#### Source material ####
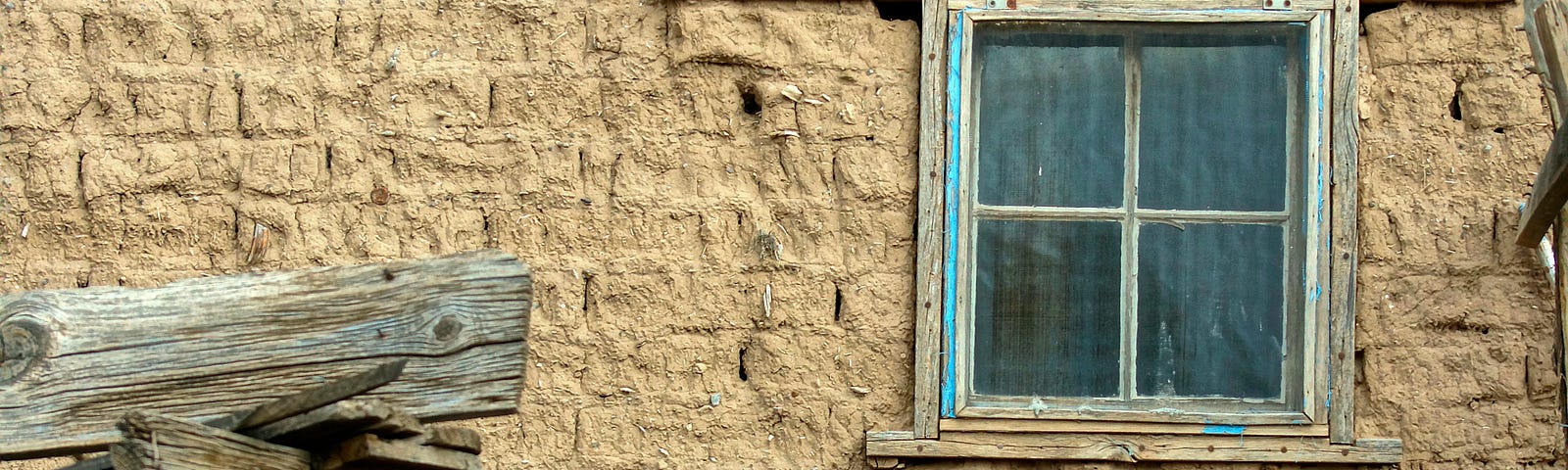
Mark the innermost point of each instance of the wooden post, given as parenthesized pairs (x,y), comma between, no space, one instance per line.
(78,359)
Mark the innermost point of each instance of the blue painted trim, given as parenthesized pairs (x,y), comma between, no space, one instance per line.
(951,201)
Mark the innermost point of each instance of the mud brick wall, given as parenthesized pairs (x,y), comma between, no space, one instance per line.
(643,159)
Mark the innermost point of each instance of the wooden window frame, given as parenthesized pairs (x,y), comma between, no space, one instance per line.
(1321,433)
(1303,381)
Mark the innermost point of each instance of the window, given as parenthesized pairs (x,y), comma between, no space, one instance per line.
(1131,219)
(1136,234)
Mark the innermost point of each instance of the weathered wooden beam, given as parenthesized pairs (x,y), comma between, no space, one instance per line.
(1546,31)
(368,451)
(159,443)
(78,359)
(1134,448)
(930,218)
(337,422)
(1549,192)
(286,406)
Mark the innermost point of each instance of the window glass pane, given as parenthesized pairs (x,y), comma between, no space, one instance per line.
(1048,302)
(1051,127)
(1211,310)
(1214,106)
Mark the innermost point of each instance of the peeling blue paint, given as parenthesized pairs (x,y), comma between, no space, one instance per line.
(1223,430)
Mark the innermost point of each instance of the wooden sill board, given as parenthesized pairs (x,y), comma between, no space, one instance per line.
(75,360)
(1131,448)
(985,425)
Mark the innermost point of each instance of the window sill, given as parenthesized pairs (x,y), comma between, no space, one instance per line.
(886,448)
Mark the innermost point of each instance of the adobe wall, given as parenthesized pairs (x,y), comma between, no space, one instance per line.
(613,148)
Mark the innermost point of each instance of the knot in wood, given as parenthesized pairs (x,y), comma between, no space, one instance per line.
(24,337)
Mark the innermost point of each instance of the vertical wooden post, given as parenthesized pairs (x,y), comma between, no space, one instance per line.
(1345,253)
(929,239)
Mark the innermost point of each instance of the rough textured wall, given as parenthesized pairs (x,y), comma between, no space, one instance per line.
(645,162)
(1455,326)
####
● What is being asked
Copy the items again, from the line containing "Mark the innermost point of each instance of the knot" through the last line of the items, requests included, and add 100 to both numbers in every coordinate pair in the answers.

● Expected answer
Mark the innermost point of each instance of the knot in wood, given as parenthesized pairs (x,y), comma between, no space, one instance per line.
(124,437)
Mark the innermost point of each instance of the vertical wooden post, given as parenthesized pairs (x,y), comma between, no space, one instance per line.
(1445,353)
(1029,339)
Mark the innermost point of each instance of the rough textured wall, given as parenthesized pairs (x,y), comma between, no space, one instance per line.
(745,262)
(1555,426)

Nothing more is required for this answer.